--- start DOCUMENT SEGMENT ---
Women and Shakespeare
'Women and Shakespeare' features conversations with diverse creatives and academics who are involved in making and interpreting Shakespeare. In the conversations, we find out both how Shakespeare is used to amplify the voices of women today and how women are redefining the world's most famous writer. Series 1 is sponsored by NYU Global Faculty Fund Award.
Women and Shakespeare
S2:E4:Part1: Adjoa Andoh on Women of Colour, Richard II, Ulysses
In this Birthday episode, we discuss the women of colour who shape Shakespeare and Britain, Ulysses, and the all-women-of-colour Richard II. This is part-1 of a two-part conversation.
This episode is a collaboration with a special issue of the journal, Otherness: Essays and Studies. Edited by Dr. Anne Sophie Refskou, the special issue is all about 'representing (and misrepresenting) the title characters in Richard II and Richard II'. Listeners will find a wealth of both contextual material for Andoh's production as well as good companion pieces here: https://www.otherness.dk/journal/otherness-essays-studies-82/
Check out http://www.womenandshakespeare.com for a complete transcript.
--- end DOCUMENT SEGMENT ---
COMPLETE THE FOLLOWING
• a. According to the podcast description, who edited the special issue of Otherness: Essays and Studies?
• b. Reproduce the stretch of the podcast description from "This episode is" through "a complete transcript.".
The listing after this text comes from a separate, unrelated source.
--- start GIVEN INFORMATION ---
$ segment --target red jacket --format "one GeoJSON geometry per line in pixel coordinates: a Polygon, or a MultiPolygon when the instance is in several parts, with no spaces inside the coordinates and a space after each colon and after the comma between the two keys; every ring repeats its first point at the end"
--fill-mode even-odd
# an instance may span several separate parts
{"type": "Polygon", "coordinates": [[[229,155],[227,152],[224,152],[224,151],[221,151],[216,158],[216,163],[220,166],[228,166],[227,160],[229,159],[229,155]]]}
--- end GIVEN INFORMATION ---
COMPLETED EXERCISE
• a. Dr. Anne Sophie Refskou

• b.
This episode is a collaboration with a special issue of the journal, Otherness: Essays and Studies. Edited by Dr. Anne Sophie Refskou, the special issue is all about 'representing (and misrepresenting) the title characters in Richard II and Richard II'. Listeners will find a wealth of both contextual material for Andoh's production as well as good companion pieces here: https://www.otherness.dk/journal/otherness-essays-studies-82/
Check out http://www.womenandshakespeare.com for a complete transcript.